## Begin

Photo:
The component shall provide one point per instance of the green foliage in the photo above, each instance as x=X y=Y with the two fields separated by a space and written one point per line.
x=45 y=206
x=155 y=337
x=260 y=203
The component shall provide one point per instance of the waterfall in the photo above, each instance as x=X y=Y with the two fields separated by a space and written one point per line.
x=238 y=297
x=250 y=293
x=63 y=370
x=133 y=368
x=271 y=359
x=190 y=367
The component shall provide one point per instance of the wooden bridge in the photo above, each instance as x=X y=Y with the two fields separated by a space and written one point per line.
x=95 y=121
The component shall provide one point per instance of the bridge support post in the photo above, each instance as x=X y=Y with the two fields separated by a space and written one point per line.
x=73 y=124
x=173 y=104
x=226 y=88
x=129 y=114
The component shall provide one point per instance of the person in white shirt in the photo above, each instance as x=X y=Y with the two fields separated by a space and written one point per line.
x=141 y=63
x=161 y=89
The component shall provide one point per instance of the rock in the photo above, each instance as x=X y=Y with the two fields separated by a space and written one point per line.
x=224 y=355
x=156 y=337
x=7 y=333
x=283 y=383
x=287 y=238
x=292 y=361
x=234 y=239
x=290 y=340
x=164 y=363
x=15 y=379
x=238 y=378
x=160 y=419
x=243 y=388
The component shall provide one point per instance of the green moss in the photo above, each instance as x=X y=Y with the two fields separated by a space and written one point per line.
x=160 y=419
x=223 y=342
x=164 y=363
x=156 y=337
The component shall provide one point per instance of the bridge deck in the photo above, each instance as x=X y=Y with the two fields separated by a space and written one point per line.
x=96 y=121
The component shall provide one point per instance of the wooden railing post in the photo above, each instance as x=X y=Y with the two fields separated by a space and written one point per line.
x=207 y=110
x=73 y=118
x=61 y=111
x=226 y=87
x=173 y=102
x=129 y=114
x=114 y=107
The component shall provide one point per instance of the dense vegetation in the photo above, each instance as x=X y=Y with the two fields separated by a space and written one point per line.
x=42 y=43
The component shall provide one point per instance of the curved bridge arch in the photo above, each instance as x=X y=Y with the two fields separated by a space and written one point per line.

## End

[GOAL] Set down each entry again, unchanged.

[CORRECT OUTPUT]
Photo:
The component shall provide one point per instance of the green foliage in the photo above, each instance as x=X y=Y with the two fields separated by a space and written one point per line.
x=45 y=206
x=155 y=337
x=260 y=203
The component shall provide one point per instance of the waterfall in the photo above, each instance as x=X y=Y with the two fields separated by a space and written one point per line.
x=238 y=297
x=250 y=293
x=63 y=370
x=133 y=368
x=271 y=359
x=190 y=367
The component shall provide one point per instance of the wooden bridge in the photo above, each instance as x=X y=Y with the two fields separated by a space and written one point per line.
x=95 y=121
The component shall provide one point per instance of the bridge support post in the photo above, each instance as x=X y=Y with the two fields separated by a space and written one point per line.
x=73 y=124
x=173 y=104
x=226 y=88
x=129 y=114
The component shall provide one point per instance of the person in white shirt in the photo above, each instance as x=X y=Y with the two fields separated by a space and written one point per line.
x=141 y=63
x=161 y=89
The component shall provide one point per instance of the rock in the photo above, each instance as x=X y=Y with the two fields separated by a space and written one point per line.
x=224 y=355
x=156 y=337
x=7 y=333
x=283 y=383
x=287 y=238
x=292 y=361
x=234 y=239
x=290 y=340
x=164 y=363
x=15 y=379
x=238 y=378
x=160 y=419
x=243 y=388
The component shall provide one point per instance of the green moss in the photo above, each instance as x=X y=Y with the two fields separated by a space and written one point per line.
x=160 y=419
x=223 y=342
x=164 y=363
x=156 y=337
The component shall provide one point per instance of the bridge deck in the photo above, each instance as x=X y=Y with the two fields separated by a space and written one point per line.
x=96 y=121
The component shall provide one point per instance of the wooden railing post in the photo above, each instance as x=X y=Y with the two fields separated by a space and written one point per line.
x=207 y=110
x=73 y=118
x=61 y=111
x=226 y=87
x=173 y=102
x=129 y=114
x=114 y=107
The component shall provide one point per instance of the dense vegetation in the photo above, each instance as x=X y=Y with the two fields separated by a space and written one point per line.
x=42 y=43
The component shall provide one point per instance of the curved bridge arch in the photo above, each instance as x=X y=Y with the two fields separated by a space and written one point per line.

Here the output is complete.